-- Data lines --
┏━━
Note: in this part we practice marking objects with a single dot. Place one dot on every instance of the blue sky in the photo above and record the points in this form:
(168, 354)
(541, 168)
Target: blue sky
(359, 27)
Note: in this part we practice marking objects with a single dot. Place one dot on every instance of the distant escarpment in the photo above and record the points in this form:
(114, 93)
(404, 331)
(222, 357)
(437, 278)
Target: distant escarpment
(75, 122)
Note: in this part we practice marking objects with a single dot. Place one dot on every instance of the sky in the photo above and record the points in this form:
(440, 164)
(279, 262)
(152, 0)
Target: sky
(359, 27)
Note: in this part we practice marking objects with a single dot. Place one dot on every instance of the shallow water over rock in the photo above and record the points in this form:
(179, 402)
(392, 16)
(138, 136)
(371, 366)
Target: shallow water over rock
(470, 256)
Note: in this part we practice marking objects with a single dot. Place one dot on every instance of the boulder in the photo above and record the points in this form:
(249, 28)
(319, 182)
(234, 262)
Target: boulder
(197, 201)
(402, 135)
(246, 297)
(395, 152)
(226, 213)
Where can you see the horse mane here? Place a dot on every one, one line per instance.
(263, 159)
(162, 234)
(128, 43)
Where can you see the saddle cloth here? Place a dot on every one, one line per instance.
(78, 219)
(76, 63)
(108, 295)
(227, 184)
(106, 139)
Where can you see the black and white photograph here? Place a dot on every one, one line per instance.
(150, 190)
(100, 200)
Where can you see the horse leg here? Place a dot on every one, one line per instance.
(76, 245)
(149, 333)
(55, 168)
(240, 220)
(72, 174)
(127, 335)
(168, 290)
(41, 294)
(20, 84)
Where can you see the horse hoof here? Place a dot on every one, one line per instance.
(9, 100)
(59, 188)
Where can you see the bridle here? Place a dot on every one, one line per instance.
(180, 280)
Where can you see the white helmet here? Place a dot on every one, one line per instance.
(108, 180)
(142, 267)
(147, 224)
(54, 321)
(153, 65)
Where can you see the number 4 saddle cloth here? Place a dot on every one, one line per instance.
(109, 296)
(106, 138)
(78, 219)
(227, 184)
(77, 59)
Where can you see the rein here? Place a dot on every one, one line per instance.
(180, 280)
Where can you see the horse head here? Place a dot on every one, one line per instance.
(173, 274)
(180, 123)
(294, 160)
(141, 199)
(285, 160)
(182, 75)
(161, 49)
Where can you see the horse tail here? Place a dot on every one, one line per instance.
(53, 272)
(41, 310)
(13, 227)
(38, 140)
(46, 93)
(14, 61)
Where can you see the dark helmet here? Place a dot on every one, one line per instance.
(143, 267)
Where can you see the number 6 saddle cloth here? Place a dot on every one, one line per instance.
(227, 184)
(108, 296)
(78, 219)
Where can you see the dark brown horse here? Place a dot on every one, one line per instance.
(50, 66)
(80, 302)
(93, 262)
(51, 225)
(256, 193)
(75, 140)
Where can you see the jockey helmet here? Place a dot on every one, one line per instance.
┗━━
-- Work to be completed --
Reproduce all of the material above word for word, line by line, with no changes.

-- Result for this exercise --
Note: in this part we practice marking objects with a single dot. Place one dot on every instance of the blue sky in the photo above and record the points in this form:
(168, 354)
(541, 168)
Target: blue sky
(359, 27)
Note: in this part we practice marking objects with a single dot. Place one dot on every instance of the distant escarpment in the photo above and record the points in this form:
(114, 93)
(404, 331)
(222, 357)
(437, 278)
Target: distant escarpment
(75, 122)
Note: in this part we practice marking objects with a single dot. Place one dot on every instance of the sky in the photo above and record the points in this form:
(440, 164)
(279, 262)
(152, 0)
Target: sky
(359, 27)
Note: in this part we practice marking objects with a single dot. Place one dot on every instance of the shallow water over rock in the photo above and record the points in this form:
(179, 402)
(392, 16)
(138, 136)
(371, 366)
Target: shallow water over rock
(470, 256)
Note: in this part we practice marking objects with a single dot. Place one dot on every instance of the boulder in the photo above and record the points in this form:
(249, 28)
(319, 182)
(234, 262)
Target: boulder
(197, 201)
(402, 135)
(246, 297)
(395, 152)
(226, 213)
Where can you see the horse mane here? Place a dot on every one, one line per instance.
(263, 159)
(162, 234)
(128, 43)
Where can you see the saddle cloth here? Place a dot on every one, one line per instance.
(78, 219)
(76, 63)
(108, 295)
(227, 184)
(106, 139)
Where can you see the black and white photograph here? Place a dot on every one, one line per instance.
(150, 190)
(100, 200)
Where can you see the horse leg here? Place a dot on every one, one line per instance.
(76, 245)
(149, 333)
(55, 168)
(240, 220)
(72, 174)
(127, 335)
(168, 290)
(41, 294)
(20, 84)
Where can you see the horse hoof here? Place a dot on every one, one line per instance.
(9, 100)
(59, 188)
Where can you see the bridle here? Place a dot on every one, one line per instance.
(180, 280)
Where can you see the white helmet here? Place a dot on every one, one line per instance.
(108, 180)
(142, 267)
(147, 224)
(54, 321)
(153, 65)
Where can you see the number 4 saddle cloth here? Place a dot on every one, one line per instance.
(109, 296)
(106, 138)
(78, 219)
(227, 184)
(77, 59)
Where can you see the rein here? Place a dot on every one, one line per instance.
(180, 280)
Where can you see the horse head here? Place a dot on every one, one line per instance.
(173, 274)
(180, 123)
(294, 160)
(141, 199)
(285, 160)
(182, 75)
(161, 49)
Where can you see the horse tail here? Place a dot on every one, one line per instance.
(53, 272)
(41, 310)
(13, 227)
(38, 140)
(46, 93)
(14, 61)
Where can you see the dark helmet here? Place a dot on every one, one line per instance.
(143, 267)
Where can you see the number 6 saddle cloth here? Place a dot on every one, one line per instance.
(227, 184)
(108, 296)
(78, 219)
Where can you see the dark brown horse here? Place a dot on every one, one line per instance.
(50, 66)
(80, 302)
(93, 262)
(51, 225)
(256, 193)
(75, 140)
Where can you see the jockey helmet here? Place a dot on every one, one line per instance.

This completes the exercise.